──────── Exercise input ────────

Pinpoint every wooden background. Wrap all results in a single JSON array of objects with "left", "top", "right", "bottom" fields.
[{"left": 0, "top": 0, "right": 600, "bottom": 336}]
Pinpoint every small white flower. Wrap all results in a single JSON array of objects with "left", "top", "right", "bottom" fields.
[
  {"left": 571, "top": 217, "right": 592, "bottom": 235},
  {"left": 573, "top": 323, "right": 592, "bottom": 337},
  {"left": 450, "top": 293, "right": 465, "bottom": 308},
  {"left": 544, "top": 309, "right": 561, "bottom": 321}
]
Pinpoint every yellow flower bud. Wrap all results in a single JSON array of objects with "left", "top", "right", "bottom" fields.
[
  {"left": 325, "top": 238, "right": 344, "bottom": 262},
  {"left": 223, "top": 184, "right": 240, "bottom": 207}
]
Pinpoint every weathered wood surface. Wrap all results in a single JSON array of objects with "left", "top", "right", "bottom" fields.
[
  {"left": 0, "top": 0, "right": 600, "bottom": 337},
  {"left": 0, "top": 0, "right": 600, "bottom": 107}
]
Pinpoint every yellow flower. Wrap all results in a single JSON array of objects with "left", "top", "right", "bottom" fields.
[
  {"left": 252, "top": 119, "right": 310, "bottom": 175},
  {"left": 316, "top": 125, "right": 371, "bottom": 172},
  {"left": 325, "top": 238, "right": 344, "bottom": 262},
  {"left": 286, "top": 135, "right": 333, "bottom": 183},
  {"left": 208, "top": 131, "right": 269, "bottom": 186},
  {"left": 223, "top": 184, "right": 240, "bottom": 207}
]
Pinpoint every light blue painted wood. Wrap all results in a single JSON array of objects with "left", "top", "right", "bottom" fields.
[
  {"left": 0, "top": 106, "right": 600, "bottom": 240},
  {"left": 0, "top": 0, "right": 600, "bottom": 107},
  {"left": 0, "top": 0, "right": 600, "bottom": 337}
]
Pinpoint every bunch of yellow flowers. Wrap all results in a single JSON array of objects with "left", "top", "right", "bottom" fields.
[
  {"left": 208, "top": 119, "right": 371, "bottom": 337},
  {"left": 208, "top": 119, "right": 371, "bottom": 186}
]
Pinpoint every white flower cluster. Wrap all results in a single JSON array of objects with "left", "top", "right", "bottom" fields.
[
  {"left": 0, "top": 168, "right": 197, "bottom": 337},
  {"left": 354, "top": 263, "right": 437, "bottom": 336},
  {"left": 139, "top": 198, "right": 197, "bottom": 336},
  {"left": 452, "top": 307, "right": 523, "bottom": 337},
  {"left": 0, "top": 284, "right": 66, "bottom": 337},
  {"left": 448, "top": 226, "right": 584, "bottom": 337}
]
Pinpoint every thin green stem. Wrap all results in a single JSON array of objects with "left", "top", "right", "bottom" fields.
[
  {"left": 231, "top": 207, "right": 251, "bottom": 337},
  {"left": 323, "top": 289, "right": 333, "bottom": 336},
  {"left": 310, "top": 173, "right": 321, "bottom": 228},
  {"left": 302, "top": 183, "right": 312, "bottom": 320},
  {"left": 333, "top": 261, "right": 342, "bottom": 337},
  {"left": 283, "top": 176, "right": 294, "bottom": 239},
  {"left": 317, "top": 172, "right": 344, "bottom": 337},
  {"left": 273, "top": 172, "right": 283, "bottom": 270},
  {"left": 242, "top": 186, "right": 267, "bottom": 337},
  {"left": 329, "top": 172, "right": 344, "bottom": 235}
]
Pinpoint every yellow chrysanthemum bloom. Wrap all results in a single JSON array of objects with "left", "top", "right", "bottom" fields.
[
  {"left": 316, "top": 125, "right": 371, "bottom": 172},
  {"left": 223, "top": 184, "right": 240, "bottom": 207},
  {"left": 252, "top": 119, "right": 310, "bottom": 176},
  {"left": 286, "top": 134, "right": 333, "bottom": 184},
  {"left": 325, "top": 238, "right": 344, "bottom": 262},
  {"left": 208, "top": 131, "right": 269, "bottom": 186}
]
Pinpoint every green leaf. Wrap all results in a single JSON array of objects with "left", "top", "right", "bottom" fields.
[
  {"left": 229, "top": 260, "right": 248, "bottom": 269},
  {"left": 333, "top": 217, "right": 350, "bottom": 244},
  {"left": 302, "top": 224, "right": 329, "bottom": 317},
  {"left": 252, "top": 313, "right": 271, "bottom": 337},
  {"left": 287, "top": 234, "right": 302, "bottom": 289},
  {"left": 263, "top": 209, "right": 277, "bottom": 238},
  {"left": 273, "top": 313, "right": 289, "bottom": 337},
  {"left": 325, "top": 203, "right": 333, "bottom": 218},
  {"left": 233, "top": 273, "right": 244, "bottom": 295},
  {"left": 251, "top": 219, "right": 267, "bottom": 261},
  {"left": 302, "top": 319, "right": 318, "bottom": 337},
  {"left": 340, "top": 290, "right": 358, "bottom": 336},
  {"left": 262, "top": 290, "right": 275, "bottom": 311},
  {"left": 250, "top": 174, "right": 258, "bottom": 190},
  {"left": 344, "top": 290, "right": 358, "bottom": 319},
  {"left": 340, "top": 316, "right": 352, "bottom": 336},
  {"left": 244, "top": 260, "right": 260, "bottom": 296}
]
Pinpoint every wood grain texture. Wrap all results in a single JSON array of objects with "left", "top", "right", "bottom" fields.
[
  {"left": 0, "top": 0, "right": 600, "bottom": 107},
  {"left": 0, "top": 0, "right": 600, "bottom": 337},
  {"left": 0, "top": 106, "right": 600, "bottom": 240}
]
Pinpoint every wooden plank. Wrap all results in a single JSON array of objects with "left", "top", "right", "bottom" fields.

────────

→ **Exercise instructions**
Count the lines in the rows above that contain the string "green". Reply with the number alone.

→ **Solution**
2